# EXERCISE INSTRUCTIONS
1. Please output the passage of the live migration commit starting at "The functional recreate" and ending at "that call it.", copied word for word.
2. Name every class that appears in the live migration commit.
3. Write the next part of the live migration commit, picking up right after its last line.

# TEXT SECTION
• • • • •
Cleanup allocations on invalid dest node during live migration

Starting in Pike, the scheduler creates an allocation on a
chosen destination node during live migration. This happens
before the destination node pre-checks occur, which could
fail and trigger a retry to the scheduler. The allocations
created in Placement against the failed destination node
were not being cleaned up though.

This change adds some cleanup code to the live migration task
in conductor to clean the allocations for the failed destination
node before retrying.

The functional recreate test for the bug is updated to show
that the bug is fixed now.

Also updates the docstring in the SchedulerReportClient
remove_provider_from_instance_allocation method so that we
no longer have to enumerate all of the places that call it.

Change-Id: I41e5e1fa9938b5e04f7e20f78ccd77eca658885f
Closes-Bug: #1712411
This commit is contained in:
Matt Riedemann 2017-08-29 12:28:43 -04:00
parent 0b05655ef8
commit 94b904abba
4 changed files with 89 additions and 31 deletions

View File

@ -329,8 +329,9 @@ class LiveMigrationTask(base.TaskBase):
self._check_not_over_max_retries(attempted_hosts)
request_spec.ignore_hosts = attempted_hosts
try:
host = self.scheduler_client.select_destinations(self.context,
request_spec, [self.instance.uuid])[0]['host']
hoststate = self.scheduler_client.select_destinations(
self.context, request_spec, [self.instance.uuid])[0]
host = hoststate['host']
except messaging.RemoteError as ex:
# TODO(ShaoHe Feng) There maybe multi-scheduler, and the
# scheduling algorithm is R-R, we can let other scheduler try.
@ -346,9 +347,47 @@ class LiveMigrationTask(base.TaskBase):
LOG.debug("Skipping host: %(host)s because: %(e)s",
{"host": host, "e": e})
attempted_hosts.append(host)
# The scheduler would have created allocations against the
# selected destination host in Placement, so we need to remove
# those before moving on.
self._remove_host_allocations(host, hoststate['nodename'])
host = None
return host
def _remove_host_allocations(self, host, node):
"""Removes instance allocations against the given host from Placement
:param host: The name of the host.
• • • • •
# DATA ROWS
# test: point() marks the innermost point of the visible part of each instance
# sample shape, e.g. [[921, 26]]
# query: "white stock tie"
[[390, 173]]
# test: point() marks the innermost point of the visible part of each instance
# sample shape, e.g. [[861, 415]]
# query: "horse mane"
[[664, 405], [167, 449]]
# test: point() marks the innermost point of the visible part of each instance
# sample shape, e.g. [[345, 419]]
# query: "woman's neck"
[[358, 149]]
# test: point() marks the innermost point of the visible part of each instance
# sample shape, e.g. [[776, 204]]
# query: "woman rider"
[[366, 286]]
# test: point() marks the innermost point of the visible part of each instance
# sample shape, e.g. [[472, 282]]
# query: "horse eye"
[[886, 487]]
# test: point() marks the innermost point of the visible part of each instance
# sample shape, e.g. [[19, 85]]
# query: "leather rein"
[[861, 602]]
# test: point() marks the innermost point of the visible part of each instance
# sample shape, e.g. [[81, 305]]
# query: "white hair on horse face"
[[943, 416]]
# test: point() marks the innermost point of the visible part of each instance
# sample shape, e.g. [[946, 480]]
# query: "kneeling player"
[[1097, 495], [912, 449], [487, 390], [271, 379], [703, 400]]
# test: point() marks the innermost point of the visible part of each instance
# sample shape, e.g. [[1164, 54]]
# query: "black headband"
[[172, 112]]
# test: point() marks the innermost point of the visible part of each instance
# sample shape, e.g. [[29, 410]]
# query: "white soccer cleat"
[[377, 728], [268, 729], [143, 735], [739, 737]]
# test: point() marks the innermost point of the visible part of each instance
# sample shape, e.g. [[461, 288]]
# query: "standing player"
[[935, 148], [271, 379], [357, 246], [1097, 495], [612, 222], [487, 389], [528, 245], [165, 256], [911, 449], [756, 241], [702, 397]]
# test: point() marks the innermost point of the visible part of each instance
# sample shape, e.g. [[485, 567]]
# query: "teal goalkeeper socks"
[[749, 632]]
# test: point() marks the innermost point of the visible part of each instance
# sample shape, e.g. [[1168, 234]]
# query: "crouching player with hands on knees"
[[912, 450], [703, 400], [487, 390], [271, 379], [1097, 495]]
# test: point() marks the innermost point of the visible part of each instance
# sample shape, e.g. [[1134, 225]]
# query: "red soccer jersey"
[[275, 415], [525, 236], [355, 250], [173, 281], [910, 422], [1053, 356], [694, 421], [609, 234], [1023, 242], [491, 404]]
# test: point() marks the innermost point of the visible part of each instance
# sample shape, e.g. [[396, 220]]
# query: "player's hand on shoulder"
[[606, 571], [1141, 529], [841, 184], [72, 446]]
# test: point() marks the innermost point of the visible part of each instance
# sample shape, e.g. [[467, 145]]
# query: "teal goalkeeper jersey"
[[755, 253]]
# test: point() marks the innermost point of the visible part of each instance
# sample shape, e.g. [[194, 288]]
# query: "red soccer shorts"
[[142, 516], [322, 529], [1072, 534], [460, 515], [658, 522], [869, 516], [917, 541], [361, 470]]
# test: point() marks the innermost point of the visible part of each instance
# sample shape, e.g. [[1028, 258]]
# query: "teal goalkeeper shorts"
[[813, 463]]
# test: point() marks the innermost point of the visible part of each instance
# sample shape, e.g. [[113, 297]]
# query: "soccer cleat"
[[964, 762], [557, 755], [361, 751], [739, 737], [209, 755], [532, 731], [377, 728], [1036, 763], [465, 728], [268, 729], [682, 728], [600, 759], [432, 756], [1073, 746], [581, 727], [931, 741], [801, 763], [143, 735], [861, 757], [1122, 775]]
• • • • •
# OUTPUTS IN ORDER
1.
The functional recreate test for the bug is updated to show
that the bug is fixed now.

Also updates the docstring in the SchedulerReportClient
remove_provider_from_instance_allocation method so that we
no longer have to enumerate all of the places that call it.

2.
LiveMigrationTask
TaskBase
SchedulerReportClient
RemoteError

3.
:param node: The name of the node.
"""
# Get the compute node object since we need the UUID.
# TODO(mriedem): If the result of select_destinations eventually
# returns the compute node uuid, we wouldn't need to look it
# up via host/node and we can save some time.
try:
compute_node = objects.ComputeNode.get_by_host_and_nodename(
self.context, host, node)
except exception.ComputeHostNotFound:
# This shouldn't happen, but we're being careful.
LOG.info('Unable to remove instance allocations from host %s '
'and node %s since it was not found.', host, node,
instance=self.instance)
return
# Calculate the resource class amounts to subtract from the allocations
# on the node based on the instance flavor.
resources = scheduler_utils.resources_from_flavor(
self.instance, self.instance.flavor)
# Now remove the allocations for our instance against that node.
# Note that this does not remove allocations against any other node
# or shared resource provider, it's just undoing what the scheduler
# allocated for the given (destination) node.
self.scheduler_client.reportclient.\
remove_provider_from_instance_allocation(
self.instance.uuid, compute_node.uuid, self.instance.user_id,
self.instance.project_id, resources)
def _check_not_over_max_retries(self, attempted_hosts):
if CONF.migrate_max_retries == -1:
return

View File

@ -1029,13 +1029,7 @@ class SchedulerReportClient(object):
then PUTs the resulting allocation back to the placement API for the
consumer.
We call this method on three occasions:
1. On the source host during a confirm_resize() operation.
2. On the destination host during a revert_resize() operation.
3. On the destination host when prep_resize fails.
This is important to reconcile the "doubled-up" allocation that the
This is used to reconcile the "doubled-up" allocation that the
scheduler constructs when claiming resources against the destination
host during a move operation.

View File

@ -1949,23 +1949,17 @@ class ServerMovingTests(test.TestCase, integrated_helpers.InstanceHelperMixin):
self.assertFlavorMatchesAllocation(self.flavor1, source_usages)
dest_usages = self._get_provider_usages(dest_rp_uuid)
# FIXME(mriedem): This is bug 1712411 where the allocations, created
# by the scheduler, via conductor, are not cleaned up on the migration
# pre-check error. Uncomment the following code when this is fixed.
self.assertFlavorMatchesAllocation(self.flavor1, dest_usages)
# # Assert the allocations, created by the scheduler, are cleaned up
# # after the migration pre-check error happens.
# self.assertFlavorMatchesAllocation(
# {'vcpus': 0, 'ram': 0, 'disk': 0}, dest_usages)
# Assert the allocations, created by the scheduler, are cleaned up
# after the migration pre-check error happens.
self.assertFlavorMatchesAllocation(
{'vcpus': 0, 'ram': 0, 'disk': 0}, dest_usages)
allocations = self._get_allocations_by_server_uuid(server['id'])
# FIXME(mriedem): After bug 1712411 is fixed there should only be 1
# allocation for the instance, on the source node.
self.assertEqual(2, len(allocations))
# There should only be 1 allocation for the instance on the source node
self.assertEqual(1, len(allocations))
self.assertIn(source_rp_uuid, allocations)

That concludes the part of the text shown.